(Exercise data)

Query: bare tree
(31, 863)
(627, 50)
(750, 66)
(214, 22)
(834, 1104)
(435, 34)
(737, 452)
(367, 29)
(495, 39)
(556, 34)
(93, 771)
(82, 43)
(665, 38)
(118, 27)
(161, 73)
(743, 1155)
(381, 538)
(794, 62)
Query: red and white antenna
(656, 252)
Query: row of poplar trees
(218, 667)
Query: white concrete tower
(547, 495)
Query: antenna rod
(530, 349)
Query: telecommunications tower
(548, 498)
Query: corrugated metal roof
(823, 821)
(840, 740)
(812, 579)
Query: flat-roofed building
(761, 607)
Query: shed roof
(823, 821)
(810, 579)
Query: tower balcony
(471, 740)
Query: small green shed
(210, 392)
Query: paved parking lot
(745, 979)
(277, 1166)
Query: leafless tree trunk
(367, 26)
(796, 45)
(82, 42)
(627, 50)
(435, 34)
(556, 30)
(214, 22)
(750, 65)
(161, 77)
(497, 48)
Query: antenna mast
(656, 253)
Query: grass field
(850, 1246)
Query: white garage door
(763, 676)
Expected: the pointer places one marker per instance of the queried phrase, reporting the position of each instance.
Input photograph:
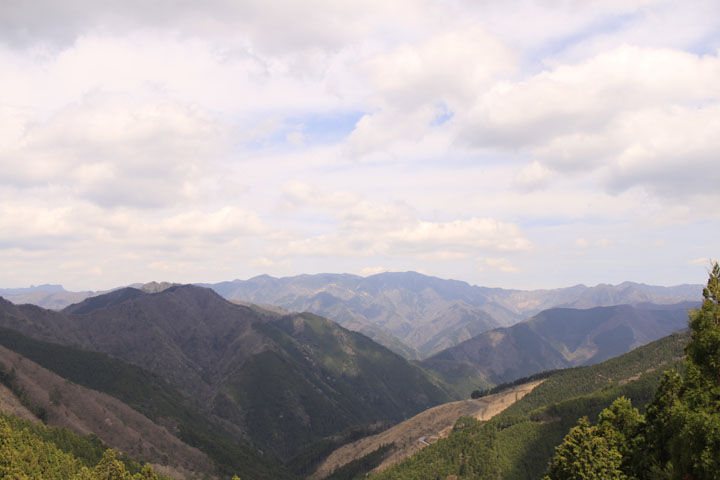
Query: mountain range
(418, 315)
(267, 393)
(414, 315)
(282, 380)
(557, 338)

(End Exercise data)

§ What you will do:
Set the pictures aside and restate word for word only the lines from the line containing "Query: telecommunications tower" through the end of the entries above, both included.

§ Result for this task:
Query: telecommunications tower
(548, 498)
Query: corrugated metal roof
(823, 821)
(840, 740)
(812, 579)
Query: flat-roofed building
(761, 607)
Query: shed roof
(823, 821)
(810, 579)
Query: tower balcony
(471, 740)
Query: small green shed
(210, 392)
Query: paved parking lot
(745, 979)
(277, 1166)
Query: leafless tree trunk
(367, 26)
(796, 45)
(82, 42)
(627, 50)
(435, 34)
(556, 30)
(214, 22)
(750, 65)
(161, 77)
(497, 48)
Query: antenna mast
(656, 253)
Query: grass field
(850, 1246)
Query: white garage door
(763, 676)
Expected: the pointer places one marker per instance of the queried phrase, reporting the position of each instance.
Input photograph:
Query: mountain range
(418, 315)
(267, 393)
(414, 315)
(282, 380)
(557, 338)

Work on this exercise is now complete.